— OBJECTIVE —
Rewrite each of the entries below, changing "one pair to a line" to "one pair per line" wherever it occurs and keeping everything else the same. Omit the pictures from your answer.

— INPUT ROWS —

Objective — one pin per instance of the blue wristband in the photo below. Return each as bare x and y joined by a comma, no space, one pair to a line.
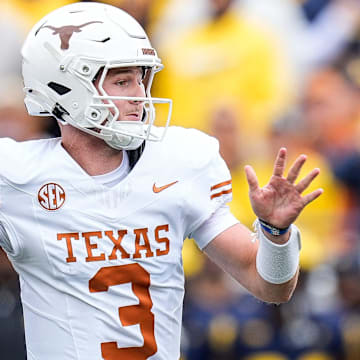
271,229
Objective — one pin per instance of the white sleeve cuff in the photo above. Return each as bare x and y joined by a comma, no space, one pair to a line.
278,263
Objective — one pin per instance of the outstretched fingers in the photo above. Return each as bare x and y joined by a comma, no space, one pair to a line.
307,180
295,169
251,178
312,196
279,165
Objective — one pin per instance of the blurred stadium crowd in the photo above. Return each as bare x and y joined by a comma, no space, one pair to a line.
257,74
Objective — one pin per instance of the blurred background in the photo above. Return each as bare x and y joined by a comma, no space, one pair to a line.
256,74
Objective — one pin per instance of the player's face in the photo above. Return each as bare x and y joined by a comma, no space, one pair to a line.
125,82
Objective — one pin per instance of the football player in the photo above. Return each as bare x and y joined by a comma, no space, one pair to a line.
94,221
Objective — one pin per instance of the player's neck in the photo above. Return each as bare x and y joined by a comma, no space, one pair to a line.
90,152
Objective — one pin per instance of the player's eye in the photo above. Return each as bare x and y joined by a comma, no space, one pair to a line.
122,82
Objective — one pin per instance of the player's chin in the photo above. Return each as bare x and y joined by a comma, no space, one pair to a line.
130,118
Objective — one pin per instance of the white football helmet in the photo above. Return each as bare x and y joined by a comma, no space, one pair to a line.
66,50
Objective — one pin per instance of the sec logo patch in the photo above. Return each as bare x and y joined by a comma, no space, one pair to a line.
51,196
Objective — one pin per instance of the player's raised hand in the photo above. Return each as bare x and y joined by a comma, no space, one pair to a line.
280,201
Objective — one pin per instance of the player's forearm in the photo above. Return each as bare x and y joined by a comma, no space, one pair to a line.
276,293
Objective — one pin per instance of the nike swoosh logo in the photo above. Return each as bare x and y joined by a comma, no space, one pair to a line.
161,188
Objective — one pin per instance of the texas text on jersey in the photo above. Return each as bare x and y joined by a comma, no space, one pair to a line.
100,268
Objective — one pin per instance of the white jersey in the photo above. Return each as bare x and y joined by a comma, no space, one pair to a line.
100,268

— ANSWER TO THIS TASK —
Objective — one pin per instance of the blue wristband in the photo below. Return each as bare x and y joined by a comma, no space, one pair per line.
271,229
Objective — one pin per instance of the white sleeve cuff in the photo above. Return each as bare x and y joined by a comma, no space, one pair per line.
278,263
Objective — one pin per instance of the outstretched fingers in the photo above. Return each as bare x and y joined by a comma, no space, one pair per line.
307,180
295,169
251,178
312,196
279,165
Objective — one pin per instance of the blurred stadium crowd in the photo above. Return each as bare x and y joined by a comma, no space, one pair per line.
257,74
Objective — one pin per instance of the blurred background in the photo above. Return each as bare x and y joined by a comma, no space, one pair per line.
256,74
Objective — one pin per instance of the player's face in the photo above. Return each as bare x and y joined by a comma, no space, one pair per line.
125,82
Objective — one pin per instance of the football player in the photo above. Return each as bare x and y joined by a comma, no space, one pair per line.
94,221
Objective — one pin per instance of the player's neck in the photo above. Return each as bare x and y joined by a comma, no space, one pair per line.
90,152
Objective — one pin per instance of the player's eye in the photo above. Return each as bare x and y joined by a comma, no space, one pair per line.
122,82
Objective — one pin per instance of the player's chin in the photo above. Return each as bare x and y joined by a comma, no space, one pair per line.
130,118
Objective — one pin per instance of the white football helmet in the photo above. Return each as bare x and y joined by a comma, no space, one pair per line.
66,50
Objective — one pin per instance of the sec logo patch in the photo above. Return each as bare x and y joined by a comma, no space, one pair per line.
51,196
Objective — one pin per instance of the player's raised hand in the photo above. Return each as bare x and y joined by a comma, no space, one pair per line.
280,201
Objective — one pin per instance of the player's forearm in the photo above. Return each as bare x and y joined by a comma, no space, one pair per line.
276,293
Objective — one pin per instance of the nike swoosh logo in the photo above. Return each as bare x and y joined by a comma, no space, one pair per line.
161,188
Objective — one pin per instance of the texas text on jersey in the photo above. Return each as bare x and y joined by a comma, no space, one pair per line.
100,268
Objective — one pin per instance of the white jersey in the photo above. Return each as bare x and y joined by a comma, no space, one pair per line.
100,268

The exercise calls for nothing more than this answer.